■ **PROBLEM TO SOLVE**
Output every line below exactly.

■ **SUPPLIED MATERIAL**
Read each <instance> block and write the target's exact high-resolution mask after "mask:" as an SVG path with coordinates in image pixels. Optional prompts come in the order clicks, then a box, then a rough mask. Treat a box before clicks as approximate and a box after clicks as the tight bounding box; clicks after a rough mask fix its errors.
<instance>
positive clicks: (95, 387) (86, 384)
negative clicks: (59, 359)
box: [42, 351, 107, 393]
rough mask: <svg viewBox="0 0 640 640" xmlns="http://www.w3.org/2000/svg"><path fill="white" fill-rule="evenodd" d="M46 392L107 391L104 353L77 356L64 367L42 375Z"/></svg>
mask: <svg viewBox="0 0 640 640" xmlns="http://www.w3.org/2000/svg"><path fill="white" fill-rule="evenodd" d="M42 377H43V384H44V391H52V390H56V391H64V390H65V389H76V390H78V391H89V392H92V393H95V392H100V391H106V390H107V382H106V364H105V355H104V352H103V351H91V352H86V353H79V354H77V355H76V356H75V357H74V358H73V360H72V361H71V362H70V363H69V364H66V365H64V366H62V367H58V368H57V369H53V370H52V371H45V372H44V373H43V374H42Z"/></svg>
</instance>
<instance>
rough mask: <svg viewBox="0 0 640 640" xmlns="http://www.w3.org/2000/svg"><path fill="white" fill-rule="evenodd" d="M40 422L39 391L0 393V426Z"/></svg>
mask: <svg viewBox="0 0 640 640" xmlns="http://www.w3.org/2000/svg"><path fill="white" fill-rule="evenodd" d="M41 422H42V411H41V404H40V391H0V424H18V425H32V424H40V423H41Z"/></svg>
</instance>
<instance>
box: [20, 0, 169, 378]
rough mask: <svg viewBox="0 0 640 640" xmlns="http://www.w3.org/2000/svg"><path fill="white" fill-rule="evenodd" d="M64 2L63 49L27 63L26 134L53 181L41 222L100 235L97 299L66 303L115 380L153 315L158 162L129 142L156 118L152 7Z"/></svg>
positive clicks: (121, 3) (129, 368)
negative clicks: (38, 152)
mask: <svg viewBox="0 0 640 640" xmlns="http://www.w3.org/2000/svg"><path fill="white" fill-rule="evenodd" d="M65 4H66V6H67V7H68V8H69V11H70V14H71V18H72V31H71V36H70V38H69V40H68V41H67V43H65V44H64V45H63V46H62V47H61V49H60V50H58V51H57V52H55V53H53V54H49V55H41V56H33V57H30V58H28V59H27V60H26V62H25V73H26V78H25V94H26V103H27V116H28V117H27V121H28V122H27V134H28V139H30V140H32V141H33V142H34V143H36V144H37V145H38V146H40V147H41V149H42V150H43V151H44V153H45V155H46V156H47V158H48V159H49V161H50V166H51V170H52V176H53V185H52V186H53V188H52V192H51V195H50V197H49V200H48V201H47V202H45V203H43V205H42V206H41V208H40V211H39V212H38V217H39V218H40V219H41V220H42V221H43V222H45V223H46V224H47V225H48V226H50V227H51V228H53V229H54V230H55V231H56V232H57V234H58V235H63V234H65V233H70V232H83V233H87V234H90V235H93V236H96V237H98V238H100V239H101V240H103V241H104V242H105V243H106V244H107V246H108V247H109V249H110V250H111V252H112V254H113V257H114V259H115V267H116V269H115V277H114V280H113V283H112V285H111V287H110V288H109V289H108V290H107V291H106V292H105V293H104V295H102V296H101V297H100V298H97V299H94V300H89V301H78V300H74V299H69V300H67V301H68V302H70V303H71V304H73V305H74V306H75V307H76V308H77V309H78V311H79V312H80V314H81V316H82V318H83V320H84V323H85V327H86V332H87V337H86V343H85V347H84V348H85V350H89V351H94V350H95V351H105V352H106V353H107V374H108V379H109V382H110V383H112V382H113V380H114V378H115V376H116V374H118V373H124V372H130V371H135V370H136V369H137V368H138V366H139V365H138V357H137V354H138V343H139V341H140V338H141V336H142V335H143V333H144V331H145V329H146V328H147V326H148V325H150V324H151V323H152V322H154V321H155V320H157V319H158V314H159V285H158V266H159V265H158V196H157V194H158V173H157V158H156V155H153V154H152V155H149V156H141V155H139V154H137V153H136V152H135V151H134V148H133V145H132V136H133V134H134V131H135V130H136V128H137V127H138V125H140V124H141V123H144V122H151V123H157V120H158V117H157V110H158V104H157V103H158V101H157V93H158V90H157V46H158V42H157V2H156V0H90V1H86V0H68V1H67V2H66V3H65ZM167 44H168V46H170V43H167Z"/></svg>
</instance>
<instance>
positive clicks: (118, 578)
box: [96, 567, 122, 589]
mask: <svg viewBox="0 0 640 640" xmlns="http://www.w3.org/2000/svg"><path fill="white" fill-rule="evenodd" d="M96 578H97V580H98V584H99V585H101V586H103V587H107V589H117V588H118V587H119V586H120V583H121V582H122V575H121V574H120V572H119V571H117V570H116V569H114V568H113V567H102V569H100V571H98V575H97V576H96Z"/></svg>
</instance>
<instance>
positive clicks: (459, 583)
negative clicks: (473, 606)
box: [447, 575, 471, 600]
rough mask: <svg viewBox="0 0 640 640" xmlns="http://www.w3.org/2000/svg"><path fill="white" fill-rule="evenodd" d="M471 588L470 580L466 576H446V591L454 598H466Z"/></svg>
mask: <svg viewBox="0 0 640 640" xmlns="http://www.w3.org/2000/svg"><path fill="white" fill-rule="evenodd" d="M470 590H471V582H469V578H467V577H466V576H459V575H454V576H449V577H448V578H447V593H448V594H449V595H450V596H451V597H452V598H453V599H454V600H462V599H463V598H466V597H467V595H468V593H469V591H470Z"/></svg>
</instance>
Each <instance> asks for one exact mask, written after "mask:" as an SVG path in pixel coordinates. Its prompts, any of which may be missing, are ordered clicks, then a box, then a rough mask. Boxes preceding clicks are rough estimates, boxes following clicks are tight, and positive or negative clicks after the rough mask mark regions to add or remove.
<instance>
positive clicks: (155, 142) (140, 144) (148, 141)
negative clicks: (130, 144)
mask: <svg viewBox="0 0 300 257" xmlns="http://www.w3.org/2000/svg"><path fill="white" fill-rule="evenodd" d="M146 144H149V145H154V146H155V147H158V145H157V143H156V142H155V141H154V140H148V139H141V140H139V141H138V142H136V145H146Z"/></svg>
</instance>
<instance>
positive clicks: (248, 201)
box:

■ **SOLUTION FOR THIS TASK**
Read each <instance> block and write the target's exact high-resolution mask after "mask:" as an SVG path with coordinates in image pixels. Optional prompts come in the order clicks, then a box, then a rough mask. Treat a box before clicks as approximate and a box after clicks as the tight bounding box; clicks after a rough mask fix its errors.
<instance>
positive clicks: (95, 387) (86, 384)
negative clicks: (59, 359)
box: [42, 351, 107, 393]
rough mask: <svg viewBox="0 0 640 640" xmlns="http://www.w3.org/2000/svg"><path fill="white" fill-rule="evenodd" d="M46 392L107 391L104 353L77 356L64 367L42 375Z"/></svg>
mask: <svg viewBox="0 0 640 640" xmlns="http://www.w3.org/2000/svg"><path fill="white" fill-rule="evenodd" d="M42 377H43V384H44V391H52V390H56V391H64V390H65V389H76V390H78V391H89V392H92V393H95V392H100V391H106V390H107V382H106V364H105V355H104V352H103V351H91V352H86V353H79V354H77V355H76V356H75V357H74V358H73V360H72V361H71V362H70V363H69V364H66V365H64V366H62V367H58V368H57V369H53V370H52V371H45V372H44V373H43V374H42Z"/></svg>
</instance>
<instance>
rough mask: <svg viewBox="0 0 640 640" xmlns="http://www.w3.org/2000/svg"><path fill="white" fill-rule="evenodd" d="M40 422L39 391L0 393V426Z"/></svg>
mask: <svg viewBox="0 0 640 640" xmlns="http://www.w3.org/2000/svg"><path fill="white" fill-rule="evenodd" d="M41 422H42V411H41V404H40V391H0V424H18V425H32V424H40V423H41Z"/></svg>
</instance>
<instance>
box: [20, 0, 169, 378]
rough mask: <svg viewBox="0 0 640 640" xmlns="http://www.w3.org/2000/svg"><path fill="white" fill-rule="evenodd" d="M64 2L63 49L27 63L26 134L53 181L41 222L100 235L97 299L66 303L115 380L153 315L158 162L129 142L156 118L152 7Z"/></svg>
positive clicks: (121, 3) (129, 368)
negative clicks: (38, 152)
mask: <svg viewBox="0 0 640 640" xmlns="http://www.w3.org/2000/svg"><path fill="white" fill-rule="evenodd" d="M65 4H66V6H67V7H68V8H69V11H70V14H71V18H72V31H71V36H70V38H69V40H68V41H67V43H65V44H64V45H63V46H62V47H61V49H60V50H58V51H57V52H55V53H53V54H49V55H41V56H33V57H30V58H28V59H27V60H26V62H25V73H26V78H25V94H26V103H27V116H28V117H27V121H28V122H27V134H28V139H30V140H32V141H33V142H34V143H36V144H37V145H38V146H40V147H41V149H42V150H43V151H44V153H45V155H46V156H47V158H48V159H49V161H50V166H51V170H52V176H53V185H52V186H53V188H52V192H51V195H50V197H49V200H48V201H47V202H45V203H43V205H42V206H41V208H40V211H39V212H38V217H39V218H40V219H41V220H42V221H43V222H45V223H46V224H47V225H48V226H50V227H51V228H53V229H54V230H55V231H56V232H57V234H58V235H63V234H65V233H70V232H83V233H87V234H90V235H93V236H96V237H98V238H100V239H101V240H103V241H104V242H105V243H106V244H107V246H108V247H109V249H110V250H111V252H112V254H113V257H114V259H115V267H116V269H115V277H114V280H113V283H112V285H111V287H110V288H109V289H108V290H107V291H106V292H105V293H104V295H102V296H101V297H100V298H97V299H94V300H89V301H78V300H74V299H69V300H67V301H68V302H70V303H71V304H73V305H74V306H75V307H76V308H77V309H78V311H79V312H80V314H81V316H82V318H83V320H84V323H85V327H86V332H87V337H86V343H85V347H84V348H85V350H89V351H94V350H95V351H105V352H106V353H107V374H108V379H109V382H110V383H112V382H113V380H114V378H115V376H116V374H118V373H124V372H130V371H135V370H136V369H137V368H138V366H139V365H138V357H137V354H138V343H139V341H140V338H141V336H142V335H143V333H144V331H145V329H146V328H147V326H148V325H150V324H151V323H152V322H154V321H155V320H157V319H158V314H159V285H158V266H159V265H158V196H157V194H158V173H157V158H156V155H153V154H152V155H149V156H141V155H139V154H137V153H136V152H135V151H134V148H133V145H132V136H133V134H134V131H135V130H136V128H137V127H138V125H140V124H141V123H144V122H151V123H157V120H158V117H157V110H158V104H157V103H158V101H157V93H158V90H157V46H158V42H157V2H156V0H90V1H86V0H68V1H67V2H66V3H65ZM167 44H168V46H170V43H167Z"/></svg>
</instance>
<instance>
positive clicks: (118, 578)
box: [96, 567, 122, 589]
mask: <svg viewBox="0 0 640 640" xmlns="http://www.w3.org/2000/svg"><path fill="white" fill-rule="evenodd" d="M96 578H97V580H98V584H99V585H101V586H103V587H107V589H117V588H118V587H119V586H120V583H121V582H122V575H121V574H120V572H119V571H117V570H116V569H114V568H113V567H102V569H100V571H98V575H97V576H96Z"/></svg>
</instance>
<instance>
positive clicks: (459, 583)
negative clicks: (473, 606)
box: [447, 575, 471, 600]
rough mask: <svg viewBox="0 0 640 640" xmlns="http://www.w3.org/2000/svg"><path fill="white" fill-rule="evenodd" d="M471 588L470 580L466 576H446V591L454 598H466Z"/></svg>
mask: <svg viewBox="0 0 640 640" xmlns="http://www.w3.org/2000/svg"><path fill="white" fill-rule="evenodd" d="M470 590H471V582H469V578H467V577H466V576H459V575H454V576H449V577H448V578H447V593H448V594H449V595H450V596H451V597H452V598H453V599H454V600H462V599H463V598H466V597H467V595H468V593H469V591H470Z"/></svg>
</instance>
Each <instance> asks for one exact mask, written after "mask:" as an SVG path in pixel coordinates. Its prompts, any of which may be missing, are ordered clicks, then a box, then a rough mask. Boxes preceding clicks are rough estimates, boxes following clicks are tight, and positive or negative clicks after the rough mask mark regions to add or remove.
<instance>
positive clicks: (155, 142) (140, 144) (148, 141)
negative clicks: (130, 144)
mask: <svg viewBox="0 0 300 257" xmlns="http://www.w3.org/2000/svg"><path fill="white" fill-rule="evenodd" d="M146 144H149V145H154V146H155V147H158V145H157V143H156V142H155V141H154V140H148V139H141V140H139V141H138V142H136V145H146Z"/></svg>
</instance>
<instance>
positive clicks: (248, 201)
box:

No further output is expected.